TASK ITEM
Output the data word for word. Begin at its first line and end at the line with "box: [465, 589, 515, 667]".

Saved data entries
--*--
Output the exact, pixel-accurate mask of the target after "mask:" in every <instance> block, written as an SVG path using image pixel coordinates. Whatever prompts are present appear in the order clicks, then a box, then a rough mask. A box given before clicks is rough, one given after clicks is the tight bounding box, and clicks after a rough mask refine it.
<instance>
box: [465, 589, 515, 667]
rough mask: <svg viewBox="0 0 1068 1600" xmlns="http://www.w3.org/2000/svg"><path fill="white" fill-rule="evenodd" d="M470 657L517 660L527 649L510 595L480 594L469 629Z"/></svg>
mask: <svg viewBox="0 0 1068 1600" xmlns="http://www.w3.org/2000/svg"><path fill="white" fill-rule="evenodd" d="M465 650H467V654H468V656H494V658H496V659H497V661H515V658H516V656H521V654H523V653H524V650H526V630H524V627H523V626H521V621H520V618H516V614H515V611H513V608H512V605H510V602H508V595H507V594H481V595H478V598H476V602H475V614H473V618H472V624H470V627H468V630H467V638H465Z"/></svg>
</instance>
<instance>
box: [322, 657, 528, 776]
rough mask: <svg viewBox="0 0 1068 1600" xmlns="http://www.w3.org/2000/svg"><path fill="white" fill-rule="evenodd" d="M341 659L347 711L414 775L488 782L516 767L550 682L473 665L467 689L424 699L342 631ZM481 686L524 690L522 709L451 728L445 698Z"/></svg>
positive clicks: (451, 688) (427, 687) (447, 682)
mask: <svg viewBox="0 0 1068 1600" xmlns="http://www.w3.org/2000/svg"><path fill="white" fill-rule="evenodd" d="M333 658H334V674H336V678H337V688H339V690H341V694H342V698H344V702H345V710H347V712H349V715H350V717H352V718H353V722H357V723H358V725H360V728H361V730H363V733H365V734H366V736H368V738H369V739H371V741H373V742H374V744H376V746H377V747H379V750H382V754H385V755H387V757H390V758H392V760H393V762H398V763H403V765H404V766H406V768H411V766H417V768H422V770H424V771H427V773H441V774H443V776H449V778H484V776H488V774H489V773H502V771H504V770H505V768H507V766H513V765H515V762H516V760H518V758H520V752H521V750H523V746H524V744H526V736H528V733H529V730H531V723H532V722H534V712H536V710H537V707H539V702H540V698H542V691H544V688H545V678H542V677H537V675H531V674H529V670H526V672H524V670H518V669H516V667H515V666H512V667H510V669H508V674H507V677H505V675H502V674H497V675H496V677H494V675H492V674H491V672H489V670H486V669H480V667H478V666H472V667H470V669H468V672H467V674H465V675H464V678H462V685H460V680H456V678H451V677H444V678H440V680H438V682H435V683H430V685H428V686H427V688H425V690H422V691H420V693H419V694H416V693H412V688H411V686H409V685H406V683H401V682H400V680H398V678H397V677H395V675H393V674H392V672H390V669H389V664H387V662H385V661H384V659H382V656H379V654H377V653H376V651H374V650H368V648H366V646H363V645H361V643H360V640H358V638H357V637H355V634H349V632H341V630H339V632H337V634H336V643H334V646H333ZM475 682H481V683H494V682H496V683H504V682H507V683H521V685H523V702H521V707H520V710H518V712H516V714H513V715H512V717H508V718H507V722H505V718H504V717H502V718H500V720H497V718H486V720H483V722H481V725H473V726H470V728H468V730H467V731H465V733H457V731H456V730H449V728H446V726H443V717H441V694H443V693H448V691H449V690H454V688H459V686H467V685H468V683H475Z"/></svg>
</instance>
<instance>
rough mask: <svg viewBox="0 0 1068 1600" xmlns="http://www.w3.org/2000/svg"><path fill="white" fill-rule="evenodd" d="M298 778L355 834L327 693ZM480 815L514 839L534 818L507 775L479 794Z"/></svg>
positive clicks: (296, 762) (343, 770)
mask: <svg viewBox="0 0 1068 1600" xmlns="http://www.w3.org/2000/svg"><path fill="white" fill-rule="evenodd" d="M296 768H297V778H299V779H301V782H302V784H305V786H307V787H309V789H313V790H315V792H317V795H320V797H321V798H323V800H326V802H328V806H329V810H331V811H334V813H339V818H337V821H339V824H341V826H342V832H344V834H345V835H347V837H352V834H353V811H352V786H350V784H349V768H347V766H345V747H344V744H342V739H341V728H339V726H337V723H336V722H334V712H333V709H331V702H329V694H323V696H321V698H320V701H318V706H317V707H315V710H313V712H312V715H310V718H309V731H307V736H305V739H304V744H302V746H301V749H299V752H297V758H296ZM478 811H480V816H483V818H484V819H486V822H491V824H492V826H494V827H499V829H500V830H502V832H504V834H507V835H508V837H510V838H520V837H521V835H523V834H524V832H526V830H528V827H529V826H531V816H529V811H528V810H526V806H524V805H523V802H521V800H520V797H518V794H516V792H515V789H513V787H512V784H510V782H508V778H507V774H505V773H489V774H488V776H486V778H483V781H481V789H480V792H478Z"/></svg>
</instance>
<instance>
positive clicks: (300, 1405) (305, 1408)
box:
--*--
TASK OUTPUT
Output the exact, pixel-accurate mask of the target after "mask:" in every <instance> block, written as an SVG path using image pixel coordinates. Whatever prompts are present appear in the order clicks, then a box, then a rough mask. A box given before clicks is rough, one given after clicks is the tight bounding box, and clicks after a rough mask refine it.
<instance>
box: [465, 589, 515, 667]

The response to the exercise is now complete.